### TASK TO COMPLETE
Retype the data exactly. Spelling and punctuation stay as they are.

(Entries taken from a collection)
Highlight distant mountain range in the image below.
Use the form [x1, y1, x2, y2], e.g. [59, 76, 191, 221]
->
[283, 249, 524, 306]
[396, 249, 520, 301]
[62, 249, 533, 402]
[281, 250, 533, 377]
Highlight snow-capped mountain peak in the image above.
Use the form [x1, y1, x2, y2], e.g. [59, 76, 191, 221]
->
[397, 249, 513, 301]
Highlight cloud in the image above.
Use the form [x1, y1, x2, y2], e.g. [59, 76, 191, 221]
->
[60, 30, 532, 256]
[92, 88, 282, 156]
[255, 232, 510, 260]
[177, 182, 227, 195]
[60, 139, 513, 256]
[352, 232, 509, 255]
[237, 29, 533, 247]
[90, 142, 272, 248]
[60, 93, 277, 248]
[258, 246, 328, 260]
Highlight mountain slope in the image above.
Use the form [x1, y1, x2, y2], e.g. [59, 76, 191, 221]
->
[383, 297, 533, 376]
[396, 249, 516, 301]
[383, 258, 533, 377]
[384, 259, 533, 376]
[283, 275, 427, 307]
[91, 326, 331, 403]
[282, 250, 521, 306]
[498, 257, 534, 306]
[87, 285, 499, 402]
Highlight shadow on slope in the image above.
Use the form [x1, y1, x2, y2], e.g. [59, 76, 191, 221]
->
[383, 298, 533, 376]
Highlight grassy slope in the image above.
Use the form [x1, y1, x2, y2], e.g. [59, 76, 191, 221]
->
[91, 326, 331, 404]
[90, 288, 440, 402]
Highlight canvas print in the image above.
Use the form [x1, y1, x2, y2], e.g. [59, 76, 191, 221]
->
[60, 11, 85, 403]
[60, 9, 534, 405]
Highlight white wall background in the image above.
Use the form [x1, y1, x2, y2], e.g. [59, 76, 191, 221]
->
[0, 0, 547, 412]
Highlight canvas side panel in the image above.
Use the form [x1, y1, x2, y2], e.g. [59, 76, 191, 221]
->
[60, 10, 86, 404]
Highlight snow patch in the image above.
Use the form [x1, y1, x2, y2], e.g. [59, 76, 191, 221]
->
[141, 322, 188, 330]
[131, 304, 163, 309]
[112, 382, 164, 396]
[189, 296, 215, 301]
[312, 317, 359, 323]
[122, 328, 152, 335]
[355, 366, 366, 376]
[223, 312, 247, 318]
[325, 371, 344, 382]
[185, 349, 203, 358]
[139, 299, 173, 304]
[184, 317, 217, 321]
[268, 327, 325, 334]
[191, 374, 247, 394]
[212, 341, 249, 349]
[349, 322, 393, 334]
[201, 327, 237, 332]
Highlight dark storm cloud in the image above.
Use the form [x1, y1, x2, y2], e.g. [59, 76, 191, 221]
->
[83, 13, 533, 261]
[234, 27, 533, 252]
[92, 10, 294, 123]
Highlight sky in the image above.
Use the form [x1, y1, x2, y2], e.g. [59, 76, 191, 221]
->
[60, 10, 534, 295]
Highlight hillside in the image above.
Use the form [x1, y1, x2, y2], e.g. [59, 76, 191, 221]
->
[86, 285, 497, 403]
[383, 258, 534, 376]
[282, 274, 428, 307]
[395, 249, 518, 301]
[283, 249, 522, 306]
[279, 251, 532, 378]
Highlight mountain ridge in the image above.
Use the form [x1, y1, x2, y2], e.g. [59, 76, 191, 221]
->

### WRITTEN RESPONSE
Highlight distant mountain range in the image below.
Use the form [x1, y1, x2, y2], e.g. [59, 76, 191, 221]
->
[283, 249, 524, 306]
[396, 249, 520, 301]
[62, 249, 533, 402]
[281, 250, 533, 377]
Highlight snow-capped mountain peak in the image above.
Use the form [x1, y1, x2, y2], e.g. [59, 76, 191, 221]
->
[397, 249, 513, 301]
Highlight cloud in the image above.
Use the form [x1, y1, x2, y2], e.g. [59, 76, 191, 221]
->
[60, 30, 532, 256]
[92, 88, 282, 156]
[255, 232, 510, 260]
[177, 182, 227, 195]
[60, 139, 513, 256]
[352, 232, 509, 255]
[237, 29, 533, 247]
[90, 142, 272, 248]
[60, 93, 277, 248]
[258, 246, 328, 260]
Highlight mountain slope in the image above.
Use the form [x1, y1, x2, y2], e.g. [59, 76, 191, 221]
->
[383, 297, 533, 376]
[396, 249, 516, 301]
[383, 258, 533, 377]
[384, 259, 533, 376]
[283, 275, 427, 307]
[91, 326, 331, 403]
[282, 250, 521, 306]
[498, 257, 534, 306]
[87, 285, 499, 402]
Highlight shadow on slope in the image above.
Use the form [x1, y1, x2, y2], e.g. [59, 76, 191, 221]
->
[383, 298, 533, 376]
Highlight grassy slope in the image above.
Use the form [x1, y1, x2, y2], e.g. [59, 76, 191, 221]
->
[91, 326, 331, 404]
[90, 288, 440, 402]
Highlight canvas print in the image above.
Use the form [x1, y1, x2, y2], e.g. [59, 76, 191, 221]
->
[60, 11, 85, 403]
[60, 9, 534, 405]
Highlight white wall background in the image above.
Use the form [x1, y1, x2, y2], e.g. [59, 76, 191, 221]
->
[0, 0, 547, 412]
Highlight canvas side panel in the image above.
Use the form [x1, y1, x2, y2], e.g. [59, 76, 191, 221]
->
[60, 10, 86, 404]
Highlight snow patch in the image above.
Use the form [x1, y1, x2, y2], e.g. [59, 76, 191, 221]
->
[141, 322, 188, 330]
[131, 304, 163, 309]
[112, 382, 164, 396]
[189, 296, 215, 301]
[312, 317, 359, 323]
[122, 328, 152, 335]
[355, 366, 366, 376]
[223, 312, 247, 318]
[325, 371, 344, 382]
[185, 349, 203, 358]
[139, 299, 173, 304]
[184, 317, 217, 321]
[268, 327, 325, 334]
[191, 374, 247, 394]
[212, 341, 249, 349]
[349, 322, 393, 334]
[201, 327, 237, 332]
Highlight dark storm cloud in the image above.
Use the form [x1, y1, x2, y2], e.g. [59, 76, 191, 221]
->
[83, 13, 533, 261]
[234, 27, 533, 252]
[92, 10, 294, 123]
Highlight sky in the image above.
Use the form [x1, y1, x2, y2], e.g. [59, 76, 191, 221]
->
[60, 10, 534, 295]
Highlight hillside in the image above.
Use the form [x1, y1, x2, y2], e.g. [59, 76, 191, 221]
->
[86, 285, 497, 403]
[383, 258, 534, 376]
[282, 274, 428, 307]
[395, 249, 518, 301]
[283, 249, 522, 306]
[279, 251, 532, 378]
Highlight mountain ridge in the image above.
Use the form [x1, y1, x2, y2], e.g. [59, 76, 191, 221]
->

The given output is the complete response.